_What you will do_: The output should be the records themselves, given again exactly.

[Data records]
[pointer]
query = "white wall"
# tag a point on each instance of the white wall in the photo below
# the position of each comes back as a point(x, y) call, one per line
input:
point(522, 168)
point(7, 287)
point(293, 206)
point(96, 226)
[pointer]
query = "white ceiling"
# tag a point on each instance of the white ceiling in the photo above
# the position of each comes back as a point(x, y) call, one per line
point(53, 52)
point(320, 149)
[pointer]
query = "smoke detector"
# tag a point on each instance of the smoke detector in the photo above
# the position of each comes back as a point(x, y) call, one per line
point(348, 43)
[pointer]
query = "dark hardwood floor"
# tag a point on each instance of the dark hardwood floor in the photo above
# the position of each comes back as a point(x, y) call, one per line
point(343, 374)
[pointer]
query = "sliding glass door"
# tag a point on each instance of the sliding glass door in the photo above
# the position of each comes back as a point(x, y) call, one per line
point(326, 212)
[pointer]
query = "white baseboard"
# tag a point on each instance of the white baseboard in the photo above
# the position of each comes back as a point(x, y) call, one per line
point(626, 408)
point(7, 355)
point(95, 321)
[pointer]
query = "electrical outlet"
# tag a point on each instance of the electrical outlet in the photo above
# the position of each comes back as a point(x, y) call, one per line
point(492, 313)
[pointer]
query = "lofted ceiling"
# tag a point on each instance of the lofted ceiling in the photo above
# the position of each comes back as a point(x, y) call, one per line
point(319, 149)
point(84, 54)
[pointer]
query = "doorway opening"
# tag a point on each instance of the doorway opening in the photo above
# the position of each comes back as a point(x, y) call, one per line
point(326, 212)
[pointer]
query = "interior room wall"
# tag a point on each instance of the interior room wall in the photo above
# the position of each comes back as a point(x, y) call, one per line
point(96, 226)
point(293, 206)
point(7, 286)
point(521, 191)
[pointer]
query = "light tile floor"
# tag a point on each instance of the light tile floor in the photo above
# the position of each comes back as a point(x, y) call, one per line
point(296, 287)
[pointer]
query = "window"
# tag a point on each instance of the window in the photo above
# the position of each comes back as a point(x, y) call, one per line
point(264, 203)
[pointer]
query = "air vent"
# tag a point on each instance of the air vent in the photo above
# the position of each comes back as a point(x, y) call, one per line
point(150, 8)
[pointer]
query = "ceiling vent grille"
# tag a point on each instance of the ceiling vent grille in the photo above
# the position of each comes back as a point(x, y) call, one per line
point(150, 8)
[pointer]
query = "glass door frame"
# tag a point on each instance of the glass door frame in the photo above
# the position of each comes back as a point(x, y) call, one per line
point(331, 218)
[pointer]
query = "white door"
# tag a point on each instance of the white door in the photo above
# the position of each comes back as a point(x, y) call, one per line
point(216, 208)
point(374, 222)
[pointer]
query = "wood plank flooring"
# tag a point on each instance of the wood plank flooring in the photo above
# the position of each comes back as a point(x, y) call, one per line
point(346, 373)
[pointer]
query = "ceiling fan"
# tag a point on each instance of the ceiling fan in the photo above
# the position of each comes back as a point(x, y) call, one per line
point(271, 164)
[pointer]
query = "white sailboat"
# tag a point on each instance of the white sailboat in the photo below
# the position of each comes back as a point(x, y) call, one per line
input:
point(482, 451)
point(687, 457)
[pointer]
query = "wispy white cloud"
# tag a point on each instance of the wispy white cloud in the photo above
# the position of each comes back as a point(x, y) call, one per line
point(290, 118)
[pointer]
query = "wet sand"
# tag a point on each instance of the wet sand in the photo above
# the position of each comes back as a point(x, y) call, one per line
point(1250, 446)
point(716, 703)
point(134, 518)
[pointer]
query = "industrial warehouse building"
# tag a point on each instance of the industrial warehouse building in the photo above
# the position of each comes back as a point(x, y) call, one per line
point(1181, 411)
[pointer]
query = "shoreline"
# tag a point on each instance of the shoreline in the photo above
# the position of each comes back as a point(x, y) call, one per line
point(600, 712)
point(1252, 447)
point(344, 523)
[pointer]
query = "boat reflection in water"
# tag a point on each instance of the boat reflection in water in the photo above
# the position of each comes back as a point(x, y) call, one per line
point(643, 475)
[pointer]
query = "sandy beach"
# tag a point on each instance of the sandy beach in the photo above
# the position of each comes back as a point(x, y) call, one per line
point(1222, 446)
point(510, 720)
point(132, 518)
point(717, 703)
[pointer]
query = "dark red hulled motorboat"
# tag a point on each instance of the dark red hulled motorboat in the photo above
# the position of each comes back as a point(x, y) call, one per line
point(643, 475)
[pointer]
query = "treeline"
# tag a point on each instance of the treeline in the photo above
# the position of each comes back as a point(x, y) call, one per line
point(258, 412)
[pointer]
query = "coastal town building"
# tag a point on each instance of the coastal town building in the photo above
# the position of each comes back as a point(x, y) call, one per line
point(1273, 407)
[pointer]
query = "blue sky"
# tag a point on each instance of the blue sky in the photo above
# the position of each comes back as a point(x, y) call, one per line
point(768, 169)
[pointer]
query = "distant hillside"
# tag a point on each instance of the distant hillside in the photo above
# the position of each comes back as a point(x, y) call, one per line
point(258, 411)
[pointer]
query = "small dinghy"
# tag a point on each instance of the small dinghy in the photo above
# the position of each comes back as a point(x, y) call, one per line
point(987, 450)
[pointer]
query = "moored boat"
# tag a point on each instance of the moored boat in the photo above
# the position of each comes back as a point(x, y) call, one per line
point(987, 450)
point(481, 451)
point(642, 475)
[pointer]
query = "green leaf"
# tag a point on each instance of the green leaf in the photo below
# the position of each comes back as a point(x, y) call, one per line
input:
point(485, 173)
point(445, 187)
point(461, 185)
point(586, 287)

_Response below_:
[pointer]
query = "white wall"
# tag a point on each instance of the white wall in the photo below
# the position of each comes back as a point(x, y) call, one per line
input:
point(522, 168)
point(7, 287)
point(293, 206)
point(96, 226)
[pointer]
query = "white ceiling"
# tag a point on each instance of the white ceiling in the photo above
# the position of each comes back as a point(x, y) call, one per line
point(53, 52)
point(320, 149)
[pointer]
query = "smoke detector"
# tag a point on each instance of the smoke detector in the photo above
# the position of each comes back as a point(x, y) call, one per line
point(348, 43)
[pointer]
query = "dark hardwood floor"
# tag a point on each instance of the dark hardwood floor in the photo above
# the position of each comes back as a point(x, y) call, one per line
point(343, 374)
[pointer]
query = "sliding glass door"
# tag a point on each instance of the sliding glass door in the photo above
# the position of each comes back as a point(x, y) call, one per line
point(326, 212)
[pointer]
query = "white baseboard"
# tag a point on each instance of the white baseboard in the photo above
# the position of each comes back as a point(x, y) call, one per line
point(626, 408)
point(7, 355)
point(95, 321)
[pointer]
query = "electrical outlet"
# tag a point on each instance of the electrical outlet in the photo above
# the position of each comes back as a point(x, y) call, one per line
point(492, 313)
[pointer]
query = "lofted ceiling"
# tag a point on each instance of the lofted ceiling in the photo above
# the position of each comes back as a point(x, y) call, one per line
point(319, 149)
point(84, 54)
[pointer]
query = "doorway opening"
# tag a point on each instance of the doorway opening in the photo above
# the position of each comes back as a point(x, y) call, one per line
point(326, 212)
[pointer]
query = "interior room wall"
# tag a point on each instance of the interior room wall in the photo above
# the position of each comes back as a point(x, y) call, one per line
point(96, 226)
point(293, 206)
point(7, 286)
point(521, 191)
[pointer]
query = "light tile floor"
# tag a point on each instance of the light tile floor in the photo above
# the position of each comes back as a point(x, y) call, one per line
point(296, 287)
[pointer]
query = "window"
# tag a point on each instance of the window in the photo above
# the position of each comes back as a point(x, y) call, one per line
point(264, 203)
[pointer]
query = "air vent"
# tag a point on each instance of the air vent in the photo above
# the position of each comes back as a point(x, y) call, one per line
point(150, 8)
[pointer]
query = "ceiling vent grille"
# tag a point on each instance of the ceiling vent grille in the photo above
# the position of each comes back as a point(x, y) call, one per line
point(150, 8)
[pointer]
query = "glass door frame"
# tag a point on each instance of the glass door frame in the photo above
# the position of each comes back as a point(x, y) call, one per line
point(331, 218)
[pointer]
query = "white door"
# tag a point on each instance of the white door in the photo above
# the position of each comes back as a point(x, y) call, one per line
point(216, 208)
point(374, 222)
[pointer]
query = "wood plank flooring"
# tag a point on each instance of the wood plank flooring in the photo above
# the position of each comes back as a point(x, y) call, one per line
point(346, 373)
[pointer]
query = "ceiling fan"
# tag a point on each instance of the ceiling fan in the photo above
# the position of each comes back as a point(x, y) call, one per line
point(271, 164)
[pointer]
query = "white sailboat"
# tag a point on each instance of the white sailboat in the photo below
# the position of each comes back as a point(x, y) call, one per line
input:
point(482, 451)
point(687, 457)
[pointer]
query = "wispy white cloud"
# tag a point on each instance of the wispy white cloud in the photo above
# the position of each comes back as a point(x, y) call, one per line
point(290, 118)
[pointer]
query = "wet sand"
# tag a point on each instance of the wet sand in the photo above
# the position of each comes back as a point(x, y) call, one per line
point(1250, 446)
point(716, 703)
point(134, 518)
[pointer]
query = "industrial warehouse building"
# tag a point on each instance of the industrial warehouse building in the photo above
# the position of each comes back as a point(x, y) call, one per line
point(1181, 411)
[pointer]
query = "shoreline"
# tag a point on each instance of the shoreline in the photo above
# the position of each comes back as a point(x, y) call, one per line
point(600, 712)
point(1252, 447)
point(344, 523)
[pointer]
query = "boat reflection in water"
# tag a point on each instance of the boat reflection in water in the photo above
# the position of each comes back as a point(x, y) call, one per line
point(643, 475)
[pointer]
query = "sandy beach"
# tag a point on each instance of the sandy beach in the photo above
# the position of each comes back as a point(x, y) call, one per line
point(1222, 446)
point(510, 720)
point(132, 518)
point(717, 703)
[pointer]
query = "dark red hulled motorboat"
# tag a point on each instance of the dark red hulled motorboat in the photo above
# the position of each comes back as a point(x, y) call, one per line
point(643, 475)
[pointer]
query = "treeline"
# tag a point on each instance of the treeline in the photo above
# the position of each comes back as a point(x, y) call, one per line
point(258, 412)
[pointer]
query = "coastal town building"
# tag a point on each instance of the coastal town building in the photo above
# the position of each comes back as a point(x, y) call, one per line
point(1273, 407)
[pointer]
query = "blue sky"
# tag a point on each instance of the blue sky in the photo above
# the position of each comes back as a point(x, y) call, one per line
point(768, 169)
[pointer]
query = "distant hillside"
# tag a point on each instance of the distant hillside in the photo above
# the position of each comes back as a point(x, y) call, one per line
point(258, 411)
[pointer]
query = "small dinghy"
# tag a point on each instance of the small dinghy in the photo above
# the position of each comes back as a point(x, y) call, one per line
point(987, 450)
[pointer]
query = "moored boat"
# tag a point on each instance of the moored boat in the photo above
# the position of each comes back as a point(x, y) call, one per line
point(987, 450)
point(481, 451)
point(642, 475)
[pointer]
query = "green leaf"
# tag a point on each instance of the green leaf in the photo below
# the position of each comes back as a point(x, y) call, one per line
input:
point(485, 173)
point(445, 187)
point(461, 185)
point(586, 287)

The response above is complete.